**Action item:**
Below is a set of entries; copy all of them exactly.

**Data to process:**
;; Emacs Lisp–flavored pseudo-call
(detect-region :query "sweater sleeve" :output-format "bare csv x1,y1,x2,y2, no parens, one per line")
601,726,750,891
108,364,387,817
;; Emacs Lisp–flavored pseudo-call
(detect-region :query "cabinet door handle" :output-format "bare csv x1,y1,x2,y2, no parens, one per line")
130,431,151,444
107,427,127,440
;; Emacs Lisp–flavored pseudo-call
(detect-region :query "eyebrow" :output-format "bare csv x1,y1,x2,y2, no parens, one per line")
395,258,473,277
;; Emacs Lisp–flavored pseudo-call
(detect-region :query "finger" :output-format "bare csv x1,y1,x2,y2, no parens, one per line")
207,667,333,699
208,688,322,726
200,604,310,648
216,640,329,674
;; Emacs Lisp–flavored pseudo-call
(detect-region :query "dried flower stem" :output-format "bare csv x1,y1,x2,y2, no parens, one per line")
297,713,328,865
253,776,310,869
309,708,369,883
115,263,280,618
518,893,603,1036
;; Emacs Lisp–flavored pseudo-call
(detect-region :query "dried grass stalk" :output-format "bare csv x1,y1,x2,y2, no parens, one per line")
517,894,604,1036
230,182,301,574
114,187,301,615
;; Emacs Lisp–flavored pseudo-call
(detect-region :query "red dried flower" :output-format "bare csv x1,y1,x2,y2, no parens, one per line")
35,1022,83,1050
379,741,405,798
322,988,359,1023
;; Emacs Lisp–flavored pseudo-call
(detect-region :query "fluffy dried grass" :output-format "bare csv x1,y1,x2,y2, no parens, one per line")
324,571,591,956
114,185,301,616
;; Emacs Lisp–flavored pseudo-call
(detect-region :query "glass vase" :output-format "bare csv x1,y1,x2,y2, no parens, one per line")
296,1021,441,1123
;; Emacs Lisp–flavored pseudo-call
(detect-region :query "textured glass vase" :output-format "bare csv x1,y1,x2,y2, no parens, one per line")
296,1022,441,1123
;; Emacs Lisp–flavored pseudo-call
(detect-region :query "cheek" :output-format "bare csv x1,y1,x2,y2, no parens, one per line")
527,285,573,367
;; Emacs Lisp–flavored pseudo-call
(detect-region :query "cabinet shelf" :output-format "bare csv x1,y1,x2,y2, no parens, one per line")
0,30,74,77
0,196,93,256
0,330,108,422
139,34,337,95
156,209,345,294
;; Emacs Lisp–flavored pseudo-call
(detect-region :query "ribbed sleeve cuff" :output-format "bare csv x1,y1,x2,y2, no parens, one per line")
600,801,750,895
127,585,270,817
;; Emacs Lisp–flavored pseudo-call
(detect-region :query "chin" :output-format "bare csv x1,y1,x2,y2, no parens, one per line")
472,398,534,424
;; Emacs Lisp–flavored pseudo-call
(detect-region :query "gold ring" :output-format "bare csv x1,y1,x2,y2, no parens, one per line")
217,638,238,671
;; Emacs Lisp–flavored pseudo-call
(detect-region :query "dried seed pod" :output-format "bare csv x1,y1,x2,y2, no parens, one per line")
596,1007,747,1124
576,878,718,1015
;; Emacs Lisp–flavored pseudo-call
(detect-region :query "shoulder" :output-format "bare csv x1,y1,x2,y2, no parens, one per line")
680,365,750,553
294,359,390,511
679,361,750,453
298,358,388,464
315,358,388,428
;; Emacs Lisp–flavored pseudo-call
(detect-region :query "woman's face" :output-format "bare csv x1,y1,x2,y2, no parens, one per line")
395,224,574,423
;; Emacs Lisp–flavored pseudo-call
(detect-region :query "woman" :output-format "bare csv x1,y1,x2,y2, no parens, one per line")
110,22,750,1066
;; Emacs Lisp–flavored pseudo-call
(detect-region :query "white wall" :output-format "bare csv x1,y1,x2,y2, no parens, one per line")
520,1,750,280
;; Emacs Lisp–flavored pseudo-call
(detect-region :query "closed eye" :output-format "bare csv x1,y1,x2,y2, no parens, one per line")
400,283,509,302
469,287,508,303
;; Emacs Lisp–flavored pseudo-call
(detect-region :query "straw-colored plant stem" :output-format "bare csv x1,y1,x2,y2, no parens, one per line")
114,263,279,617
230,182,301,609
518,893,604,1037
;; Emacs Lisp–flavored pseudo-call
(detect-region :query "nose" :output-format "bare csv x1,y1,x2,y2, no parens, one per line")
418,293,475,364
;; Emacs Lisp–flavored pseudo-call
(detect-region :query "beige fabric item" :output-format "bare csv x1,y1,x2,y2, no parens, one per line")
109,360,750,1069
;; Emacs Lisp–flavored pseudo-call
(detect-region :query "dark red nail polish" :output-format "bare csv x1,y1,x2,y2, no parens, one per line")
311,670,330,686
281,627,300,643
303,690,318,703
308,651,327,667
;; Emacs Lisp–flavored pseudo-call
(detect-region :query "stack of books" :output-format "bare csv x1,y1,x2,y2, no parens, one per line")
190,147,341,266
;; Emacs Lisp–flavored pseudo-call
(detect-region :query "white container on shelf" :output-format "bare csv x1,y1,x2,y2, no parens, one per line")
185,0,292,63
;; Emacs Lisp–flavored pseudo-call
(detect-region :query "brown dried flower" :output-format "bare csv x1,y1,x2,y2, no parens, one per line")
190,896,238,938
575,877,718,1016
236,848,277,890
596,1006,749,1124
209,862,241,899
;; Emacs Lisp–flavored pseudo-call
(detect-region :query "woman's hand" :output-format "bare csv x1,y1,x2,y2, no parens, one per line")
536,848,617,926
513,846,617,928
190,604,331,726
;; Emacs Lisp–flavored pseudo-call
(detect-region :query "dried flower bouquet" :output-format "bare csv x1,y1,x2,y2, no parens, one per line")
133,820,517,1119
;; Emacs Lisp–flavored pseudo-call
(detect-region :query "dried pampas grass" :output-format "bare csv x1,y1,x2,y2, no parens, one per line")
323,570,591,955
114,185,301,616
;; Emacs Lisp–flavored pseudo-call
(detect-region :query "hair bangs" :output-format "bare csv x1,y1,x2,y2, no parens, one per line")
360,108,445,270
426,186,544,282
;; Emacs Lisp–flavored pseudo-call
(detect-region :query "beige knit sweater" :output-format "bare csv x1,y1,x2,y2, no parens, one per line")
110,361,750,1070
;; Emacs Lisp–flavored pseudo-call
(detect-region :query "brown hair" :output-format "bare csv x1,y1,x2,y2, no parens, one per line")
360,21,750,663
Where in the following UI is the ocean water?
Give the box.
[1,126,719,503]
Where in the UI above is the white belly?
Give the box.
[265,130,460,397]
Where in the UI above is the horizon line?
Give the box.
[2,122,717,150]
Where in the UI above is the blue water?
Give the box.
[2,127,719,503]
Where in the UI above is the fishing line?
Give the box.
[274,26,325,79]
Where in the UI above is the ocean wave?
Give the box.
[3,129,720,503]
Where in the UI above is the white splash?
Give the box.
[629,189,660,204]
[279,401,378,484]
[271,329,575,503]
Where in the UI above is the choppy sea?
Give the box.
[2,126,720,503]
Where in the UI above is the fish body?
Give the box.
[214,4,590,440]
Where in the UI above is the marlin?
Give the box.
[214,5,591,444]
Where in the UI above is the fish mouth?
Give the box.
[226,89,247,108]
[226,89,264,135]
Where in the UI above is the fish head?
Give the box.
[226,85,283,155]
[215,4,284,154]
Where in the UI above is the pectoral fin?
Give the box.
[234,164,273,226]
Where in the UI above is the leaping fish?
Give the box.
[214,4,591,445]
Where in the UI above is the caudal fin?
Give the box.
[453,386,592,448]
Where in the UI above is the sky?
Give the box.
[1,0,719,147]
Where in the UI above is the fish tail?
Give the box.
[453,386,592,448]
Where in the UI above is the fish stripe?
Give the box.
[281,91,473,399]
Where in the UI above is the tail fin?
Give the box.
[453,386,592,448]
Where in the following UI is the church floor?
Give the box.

**Task result:**
;; Emacs Lisp–flavored pseudo-call
(detect-region :query "sweater sleeve" :output-format "bare csv x1,y1,x2,y2, no parens, one per line")
601,726,750,891
108,364,387,817
;; Emacs Lisp–flavored pseudo-call
(detect-region :query "cabinet door handle" :output-format "bare csv x1,y1,x2,y2, no parens, one per line")
130,431,151,444
107,427,127,440
;; Emacs Lisp–flavored pseudo-call
(detect-region :query "eyebrow" :output-format "bare csv x1,y1,x2,y2, no parens, one per line")
395,258,473,277
;; Emacs Lisp–flavored pseudo-call
(detect-region :query "finger" :output-format "bare csv x1,y1,x2,y2, no parens, one per line")
207,667,333,699
208,688,322,726
200,604,310,648
216,640,329,674
;; Emacs Lisp–flavored pseudo-call
(detect-region :query "dried flower stem" :output-format "bare csv x1,y1,x2,y2, no parens, one per line")
297,713,328,865
253,776,310,869
309,708,369,883
115,263,280,618
518,893,603,1036
;; Emacs Lisp–flavored pseudo-call
(detect-region :query "dried grass stalk" :output-format "bare csv x1,y1,x2,y2, no parens, one per line")
517,894,604,1036
230,182,301,574
114,187,301,615
;; Emacs Lisp–flavored pseudo-call
(detect-region :query "red dried flower" :output-format "bare csv x1,y1,x2,y2, no parens, one per line")
35,1022,83,1050
379,741,405,798
322,988,359,1023
;; Emacs Lisp–flavored pseudo-call
(detect-region :query "fluffy dried grass" :output-format "bare csv x1,y1,x2,y2, no parens, one per line")
324,571,591,956
114,185,301,616
;; Emacs Lisp–flavored pseudo-call
(detect-region :query "glass vase" :output-format "bare csv x1,y1,x2,y2, no parens, one per line")
296,1021,441,1123
;; Emacs Lisp–flavored pseudo-call
(detect-region :query "textured glass vase" :output-format "bare csv x1,y1,x2,y2, no parens, one per line")
296,1022,441,1123
;; Emacs Lisp–flavored pseudo-call
(detect-region :query "cheek" :output-format "bare csv x1,y1,x2,y2, no parens, one per line")
527,285,573,367
;; Emacs Lisp–flavored pseudo-call
(detect-region :query "cabinet shelf" :output-format "bare csv x1,y1,x2,y2, no parens, one per line")
0,30,74,77
0,196,93,256
0,330,108,422
139,34,337,95
156,209,345,294
;; Emacs Lisp–flavored pseudo-call
(detect-region :query "ribbed sleeve cuff" :output-format "bare csv x1,y1,x2,y2, no parens, one per line")
600,801,750,895
127,585,270,817
;; Emacs Lisp–flavored pseudo-call
(detect-region :query "chin" :output-format "bare csv x1,y1,x2,y2, no parens, one per line")
472,398,534,424
;; Emacs Lisp–flavored pseudo-call
(detect-region :query "gold ring" :output-format "bare csv x1,y1,x2,y2, no parens, one per line")
217,638,238,671
;; Emacs Lisp–flavored pseudo-call
(detect-region :query "dried seed pod" :output-format "bare csv x1,y1,x2,y2, no parens, one per line")
596,1007,747,1124
576,878,718,1015
;; Emacs Lisp–flavored pseudo-call
(detect-region :query "shoulder" :output-format "bare csv x1,y1,x2,y2, no parens, one per line")
680,365,750,553
294,359,390,511
679,361,750,453
298,358,388,464
315,358,388,428
;; Emacs Lisp–flavored pseudo-call
(detect-region :query "woman's face" :output-format "bare csv x1,y1,x2,y2, no parens, one per line")
395,224,574,423
;; Emacs Lisp–flavored pseudo-call
(detect-region :query "woman" :output-format "bare csv x1,y1,x2,y2, no parens, one per line")
110,22,750,1066
;; Emacs Lisp–flavored pseudo-call
(detect-region :query "white wall" :output-format "bare csv x1,y1,x2,y2, no parens, one per line")
520,1,750,280
;; Emacs Lisp–flavored pseudo-call
(detect-region :query "closed eye" :output-format "bare csv x1,y1,x2,y2, no parens, one per line")
400,283,509,302
469,287,508,303
;; Emacs Lisp–flavored pseudo-call
(detect-region :query "straw-colored plant stem" :output-format "bare csv x1,y1,x2,y2, no parens, one per line")
114,263,279,617
230,182,301,609
518,893,604,1037
;; Emacs Lisp–flavored pseudo-call
(detect-region :query "nose" :output-format "bare csv x1,y1,x2,y2, no parens, one per line")
418,293,475,364
;; Emacs Lisp–flavored pseudo-call
(detect-region :query "beige fabric item" :output-format "bare csv x1,y1,x2,y2, no parens, one per line")
109,360,750,1069
;; Emacs Lisp–flavored pseudo-call
(detect-region :query "dark red nail polish" :output-format "bare csv x1,y1,x2,y2, no parens, one per line")
311,670,330,686
281,627,300,643
303,690,318,703
308,651,327,667
;; Emacs Lisp–flavored pseudo-call
(detect-region :query "stack of books" :output-format "bare csv x1,y1,x2,y2, no parens, one per line")
190,147,341,266
;; Emacs Lisp–flavored pseudo-call
(detect-region :query "white container on shelf" :output-format "bare csv x1,y1,x2,y2, no parens, one per line")
185,0,292,63
;; Emacs Lisp–flavored pseudo-call
(detect-region :query "brown dried flower" :output-format "bare csv x1,y1,x2,y2, no parens, one per line")
190,896,238,938
575,877,718,1016
236,848,277,890
596,1006,749,1124
209,862,241,899
;; Emacs Lisp–flavored pseudo-call
(detect-region :query "woman's hand" :output-format "bare csv x1,y1,x2,y2, no parens, one per line")
536,848,617,926
513,846,617,928
190,604,331,726
;; Emacs Lisp–flavored pseudo-call
(detect-region :query "dried flower bouquet" :output-format "bare csv x1,y1,x2,y2, no parens, one per line")
133,820,517,1119
;; Emacs Lisp–flavored pseudo-call
(detect-region :query "dried pampas grass" :output-format "bare csv x1,y1,x2,y2, no parens, one per line")
323,570,591,955
114,185,301,616
;; Emacs Lisp–flavored pseudo-call
(detect-region :query "hair bangs" :output-format "bare csv x1,y1,x2,y2, no parens, one per line")
360,108,445,270
426,186,544,282
;; Emacs Lisp–flavored pseudo-call
(detect-region :query "beige knit sweater" :output-format "bare csv x1,y1,x2,y2, no parens, one per line")
110,361,750,1070
;; Emacs Lisp–flavored pseudo-call
(detect-region :query "brown hair" :output-format "bare csv x1,y1,x2,y2, no parens, one per line")
360,21,750,663
Where in the following UI is the ocean water?
Give the box.
[1,126,719,503]
Where in the UI above is the white belly?
Give the box.
[265,130,460,397]
Where in the UI above is the horizon line?
Give the box.
[2,122,717,150]
Where in the UI above is the blue water?
Give the box.
[2,127,719,503]
Where in the UI above is the fishing line?
Give the box.
[274,26,325,79]
Where in the UI above is the ocean wave?
Give the box.
[3,129,720,503]
Where in the UI above is the white splash?
Give the box.
[629,189,660,204]
[279,401,378,484]
[271,329,575,503]
Where in the UI above is the choppy sea?
Give the box.
[2,126,720,503]
Where in the UI above is the fish body?
Give the box.
[214,4,590,440]
Where in the UI above is the marlin?
Give the box.
[214,5,591,444]
Where in the UI above is the fish mouth?
Give the box.
[226,89,247,108]
[226,89,264,135]
Where in the UI above is the fish head?
Give the box.
[226,85,283,155]
[215,4,284,154]
Where in the UI above is the pectoral fin?
Give the box.
[234,164,273,226]
Where in the UI above is the leaping fish?
Give the box.
[214,4,591,445]
Where in the UI above is the caudal fin?
Give the box.
[453,386,592,448]
Where in the UI above is the sky?
Give the box.
[1,0,719,147]
Where in the UI above is the fish tail?
Give the box.
[453,386,592,448]
Where in the UI above is the fish stripe?
Give the box.
[281,91,473,399]
Where in the UI above is the tail fin?
Give the box.
[453,386,592,448]
Where in the following UI is the church floor?
Give the box.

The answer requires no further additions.